▶ _Given problem_
Write out exactly the lines running from the one that contains "If you could mark the dirt" through the end of the material.

## start Listed entries

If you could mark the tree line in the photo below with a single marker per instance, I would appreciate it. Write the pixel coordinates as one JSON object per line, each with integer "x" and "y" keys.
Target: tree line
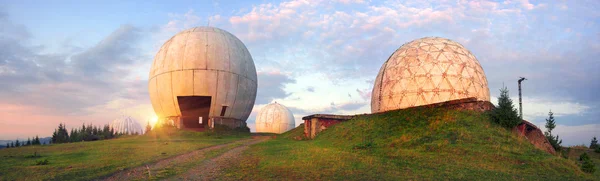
{"x": 84, "y": 133}
{"x": 30, "y": 141}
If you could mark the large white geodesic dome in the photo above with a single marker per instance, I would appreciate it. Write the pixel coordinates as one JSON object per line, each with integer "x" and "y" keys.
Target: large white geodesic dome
{"x": 274, "y": 118}
{"x": 426, "y": 71}
{"x": 203, "y": 73}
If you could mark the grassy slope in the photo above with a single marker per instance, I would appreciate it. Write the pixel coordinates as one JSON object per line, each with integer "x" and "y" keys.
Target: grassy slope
{"x": 575, "y": 152}
{"x": 406, "y": 145}
{"x": 88, "y": 160}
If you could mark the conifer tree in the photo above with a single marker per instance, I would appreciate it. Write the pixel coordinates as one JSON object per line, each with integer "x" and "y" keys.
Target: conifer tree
{"x": 555, "y": 141}
{"x": 36, "y": 140}
{"x": 505, "y": 114}
{"x": 594, "y": 143}
{"x": 148, "y": 128}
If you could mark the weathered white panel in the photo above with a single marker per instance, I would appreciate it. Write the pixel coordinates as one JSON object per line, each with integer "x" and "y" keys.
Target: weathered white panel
{"x": 174, "y": 52}
{"x": 218, "y": 52}
{"x": 222, "y": 90}
{"x": 236, "y": 53}
{"x": 154, "y": 96}
{"x": 427, "y": 71}
{"x": 274, "y": 118}
{"x": 160, "y": 59}
{"x": 165, "y": 94}
{"x": 183, "y": 83}
{"x": 202, "y": 82}
{"x": 195, "y": 51}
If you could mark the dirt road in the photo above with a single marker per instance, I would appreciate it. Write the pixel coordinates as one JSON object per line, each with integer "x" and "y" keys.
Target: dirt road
{"x": 194, "y": 165}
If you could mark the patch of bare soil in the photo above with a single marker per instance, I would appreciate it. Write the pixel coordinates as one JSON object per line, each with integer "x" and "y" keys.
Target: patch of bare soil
{"x": 211, "y": 169}
{"x": 145, "y": 172}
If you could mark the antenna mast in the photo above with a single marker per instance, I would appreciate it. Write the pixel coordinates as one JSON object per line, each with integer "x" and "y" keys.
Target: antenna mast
{"x": 521, "y": 102}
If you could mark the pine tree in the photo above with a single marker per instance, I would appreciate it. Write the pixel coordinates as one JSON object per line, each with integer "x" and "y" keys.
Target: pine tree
{"x": 555, "y": 141}
{"x": 148, "y": 128}
{"x": 36, "y": 140}
{"x": 594, "y": 143}
{"x": 505, "y": 114}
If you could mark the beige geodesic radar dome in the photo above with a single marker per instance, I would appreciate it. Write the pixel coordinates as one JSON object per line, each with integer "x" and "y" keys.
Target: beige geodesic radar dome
{"x": 200, "y": 74}
{"x": 426, "y": 71}
{"x": 274, "y": 118}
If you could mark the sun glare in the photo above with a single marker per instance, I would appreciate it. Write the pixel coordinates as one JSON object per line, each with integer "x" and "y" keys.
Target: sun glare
{"x": 153, "y": 120}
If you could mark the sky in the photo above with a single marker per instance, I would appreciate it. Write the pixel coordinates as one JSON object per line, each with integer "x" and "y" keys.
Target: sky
{"x": 77, "y": 62}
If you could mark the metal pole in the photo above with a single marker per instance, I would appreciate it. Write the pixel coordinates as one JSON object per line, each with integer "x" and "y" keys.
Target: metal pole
{"x": 520, "y": 100}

## end Listed entries

▶ _Worked answer_
If you could mark the dirt road in the photo above with a single marker per instance, I would appreciate it. Write the pixel coordinates as one JSON object per line, each with integer "x" and "y" keys.
Target: dirt road
{"x": 194, "y": 165}
If you could mark the patch of bare soil in the photo above with a single marker per instance, I would appreciate it. Write the pixel coordinates as one JSON object per line, each with integer "x" and "y" keys.
Target: patch of bare soil
{"x": 211, "y": 169}
{"x": 145, "y": 172}
If you could mark the antenna mast in the photo above with a single marker per instance, I would appreciate it. Write the pixel coordinates as one JSON object per line, each with integer "x" and "y" keys.
Target: antenna mast
{"x": 521, "y": 102}
If you could mark the pine tree in the photo above with a single marker per instance, I would appreciate it. Write the pixel coordinates as one JSON object per line, each with integer "x" and "y" keys.
Target: pine tree
{"x": 555, "y": 141}
{"x": 148, "y": 128}
{"x": 36, "y": 140}
{"x": 594, "y": 143}
{"x": 505, "y": 114}
If you could mark the beige geodesic radar dome in the photo above with a single marker per instance, I would appreciate it. Write the pixel coordinates as one JSON object per line, each with integer "x" and "y" keys.
Target: beige geodesic radar dome
{"x": 200, "y": 74}
{"x": 426, "y": 71}
{"x": 274, "y": 118}
If you could mark the sun glare in the photo above with a single marker per instance, I would appreciate it. Write the pixel coordinates as one JSON object per line, each with integer "x" and "y" keys.
Target: sun glare
{"x": 153, "y": 120}
If you could mark the sky in the photo above with a single marker per instance, I would appreciate it. Write the pixel coordinates as one JSON object per line, each with integer "x" and "y" keys.
Target: sky
{"x": 77, "y": 62}
If you could mark the metal pole in the photo above with a single marker per instance, I would appreciate it. Write the pixel coordinates as one JSON object per line, each with integer "x" and "y" keys.
Target: metal pole
{"x": 520, "y": 100}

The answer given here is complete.